Stated problem 1:
Select every line of the records that contains the string "coral", treating uppercase and lowercase as different.

Subject to certain qualifications, each party has agreed to use its reasonable best efforts to consummate the Merger, including to obtain the required regulatory approvals for the transaction, and Delta has agreed, if required to resolve or eliminate any impediments or objections that may be asserted with respect to the Merger, to certain commitments relating thereto.
Termination; Termination Fees
The Merger Agreement contains customary provisions giving each of Dick’s and the Company the right to terminate the Merger Agreement under certain circumstances. Subject to certain limitations, either party may terminate the Merger Agreement (i) by mutual written consent of Dick’s and the Company, (ii) if the Merger is not consummated on or before May 15, 2026, subject to two extensions of three months each (the “Outside Date”) if on such date all of the closing conditions except those relating to regulatory approvals have been satisfied or waived, or (iii) if any Governmental Entity issues a final and non-appealable order, or a law is in effect, permanently preventing or prohibiting the Merger. Subject to certain limitations, the Company may terminate the Merger Agreement, (i) if there has been a breach by Dick’s or Merger Sub of any representation, warranty, covenant or agreement contained in the Merger Agreement to the extent such breach would result in the failure of a closing condition (subject to a 30-day cure period) or (ii) prior to obtaining the Company Shareholder Approval, in order to effect a Change of Recommendation and enter into a Superior Proposal. Subject to certain limitations, Dick’s may terminate the Merger Agreement, (i) if the Company breaches, violates or fails to perform any representation, warranty, covenant or agreement in the Merger Agreement to the extent such breach would result in the failure of a closing condition (subject to a 30-day cure period), (ii) prior to obtaining Company Shareholder Approval, a Change of Recommendation has occurred or if the Company materially breaches certain of its obligations related to the non-solicitation of alternative business combination proposals, the filing of the Proxy Statement and the holding of the Company Shareholders’ Meeting, or (iii) if the Company Shareholders’ Meeting shall have concluded and the Company Shareholder Approval was not obtained.

Listed records:
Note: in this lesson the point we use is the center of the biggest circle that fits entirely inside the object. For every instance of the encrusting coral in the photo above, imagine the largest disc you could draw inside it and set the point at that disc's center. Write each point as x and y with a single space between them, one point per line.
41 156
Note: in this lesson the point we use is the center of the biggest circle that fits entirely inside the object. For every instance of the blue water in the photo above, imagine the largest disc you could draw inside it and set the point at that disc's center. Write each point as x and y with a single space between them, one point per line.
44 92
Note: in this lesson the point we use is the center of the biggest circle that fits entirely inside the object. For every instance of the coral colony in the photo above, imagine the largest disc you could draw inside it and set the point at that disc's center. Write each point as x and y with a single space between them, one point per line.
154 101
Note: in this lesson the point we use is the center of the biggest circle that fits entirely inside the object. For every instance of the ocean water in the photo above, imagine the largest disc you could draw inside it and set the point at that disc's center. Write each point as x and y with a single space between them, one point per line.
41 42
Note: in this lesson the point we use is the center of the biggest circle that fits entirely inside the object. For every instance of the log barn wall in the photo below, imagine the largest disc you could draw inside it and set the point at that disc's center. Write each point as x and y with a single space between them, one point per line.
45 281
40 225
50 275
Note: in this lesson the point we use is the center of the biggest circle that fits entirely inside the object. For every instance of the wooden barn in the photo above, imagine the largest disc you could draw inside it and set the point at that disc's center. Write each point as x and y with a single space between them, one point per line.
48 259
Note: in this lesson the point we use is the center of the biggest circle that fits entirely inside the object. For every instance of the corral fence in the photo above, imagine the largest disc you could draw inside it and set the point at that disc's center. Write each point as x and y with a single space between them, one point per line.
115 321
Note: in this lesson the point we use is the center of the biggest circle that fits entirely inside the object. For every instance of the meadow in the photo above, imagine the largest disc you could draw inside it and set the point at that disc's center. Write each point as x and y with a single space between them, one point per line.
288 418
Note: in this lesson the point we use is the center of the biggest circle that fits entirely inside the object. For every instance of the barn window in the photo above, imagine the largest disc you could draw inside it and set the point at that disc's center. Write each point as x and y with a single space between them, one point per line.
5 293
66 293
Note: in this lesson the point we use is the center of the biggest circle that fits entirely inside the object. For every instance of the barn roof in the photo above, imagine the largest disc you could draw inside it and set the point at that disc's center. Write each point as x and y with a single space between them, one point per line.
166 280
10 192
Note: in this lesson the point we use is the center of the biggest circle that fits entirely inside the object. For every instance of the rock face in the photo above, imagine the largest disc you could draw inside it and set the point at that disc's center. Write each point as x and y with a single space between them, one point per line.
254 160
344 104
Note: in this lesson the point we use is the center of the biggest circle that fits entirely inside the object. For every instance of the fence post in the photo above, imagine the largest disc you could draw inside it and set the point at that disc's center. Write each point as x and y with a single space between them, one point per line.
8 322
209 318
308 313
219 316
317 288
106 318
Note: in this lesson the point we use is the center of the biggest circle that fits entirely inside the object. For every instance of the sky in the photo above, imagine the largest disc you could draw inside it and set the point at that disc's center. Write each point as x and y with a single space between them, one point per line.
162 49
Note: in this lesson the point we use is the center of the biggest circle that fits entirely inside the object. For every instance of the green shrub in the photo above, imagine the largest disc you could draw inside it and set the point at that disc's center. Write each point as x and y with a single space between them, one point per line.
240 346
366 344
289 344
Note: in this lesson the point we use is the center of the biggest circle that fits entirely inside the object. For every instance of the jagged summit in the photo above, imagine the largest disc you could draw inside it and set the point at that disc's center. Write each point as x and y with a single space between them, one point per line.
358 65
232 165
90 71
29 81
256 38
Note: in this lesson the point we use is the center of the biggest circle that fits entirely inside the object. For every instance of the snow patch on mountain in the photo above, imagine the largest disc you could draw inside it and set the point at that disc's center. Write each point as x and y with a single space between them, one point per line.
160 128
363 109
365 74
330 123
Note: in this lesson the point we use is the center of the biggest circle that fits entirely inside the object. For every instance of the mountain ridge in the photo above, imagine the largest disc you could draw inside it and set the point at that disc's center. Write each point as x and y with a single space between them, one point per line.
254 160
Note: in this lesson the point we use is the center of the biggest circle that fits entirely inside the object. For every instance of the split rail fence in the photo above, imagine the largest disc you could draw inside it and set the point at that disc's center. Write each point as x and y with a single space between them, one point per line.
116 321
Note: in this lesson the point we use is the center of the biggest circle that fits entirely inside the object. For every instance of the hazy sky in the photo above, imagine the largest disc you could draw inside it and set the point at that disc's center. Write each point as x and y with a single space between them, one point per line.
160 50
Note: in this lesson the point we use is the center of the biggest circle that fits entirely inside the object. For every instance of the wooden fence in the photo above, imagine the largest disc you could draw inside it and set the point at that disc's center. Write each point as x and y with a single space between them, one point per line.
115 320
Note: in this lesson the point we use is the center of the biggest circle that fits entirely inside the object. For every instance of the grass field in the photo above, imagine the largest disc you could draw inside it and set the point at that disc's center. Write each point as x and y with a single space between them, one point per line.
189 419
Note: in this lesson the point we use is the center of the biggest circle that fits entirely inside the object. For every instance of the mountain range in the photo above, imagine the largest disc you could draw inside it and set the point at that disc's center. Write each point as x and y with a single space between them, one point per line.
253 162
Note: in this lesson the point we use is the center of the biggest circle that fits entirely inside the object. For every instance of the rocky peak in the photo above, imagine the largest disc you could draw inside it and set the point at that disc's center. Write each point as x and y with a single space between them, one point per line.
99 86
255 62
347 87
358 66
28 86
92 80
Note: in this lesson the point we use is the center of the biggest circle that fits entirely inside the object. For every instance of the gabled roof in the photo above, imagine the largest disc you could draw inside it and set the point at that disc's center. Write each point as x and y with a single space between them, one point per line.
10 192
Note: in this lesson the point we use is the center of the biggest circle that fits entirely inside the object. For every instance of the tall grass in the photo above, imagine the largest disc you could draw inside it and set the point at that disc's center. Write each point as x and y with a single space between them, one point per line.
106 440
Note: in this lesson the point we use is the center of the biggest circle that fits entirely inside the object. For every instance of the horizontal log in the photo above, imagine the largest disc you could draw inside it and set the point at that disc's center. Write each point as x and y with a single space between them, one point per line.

Stated problem 2:
Answer these questions from the passage on the merger agreement:
(a) What level of effort has each party agreed to use to consummate the Merger?
(b) On or before what date must the Merger be consummated, and how many extensions of that date are provided for?
(c) How long is the cure period for a breach that would result in the failure of a closing condition?

Written solution 1:
Note: in this lesson the point we use is the center of the biggest circle that fits entirely inside the object. For every instance of the encrusting coral in the photo above, imagine the largest disc you could draw inside it and set the point at that disc's center. Write each point as x and y with a single space between them, one point per line.
Note: in this lesson the point we use is the center of the biggest circle that fits entirely inside the object. For every instance of the coral colony in the photo above, imagine the largest disc you could draw inside it and set the point at that disc's center. Write each point as x and y with a single space between them, one point per line.

Written solution 2:
(a) Its reasonable best efforts.
(b) May 15, 2026, with two extensions of three months each.
(c) 30 days.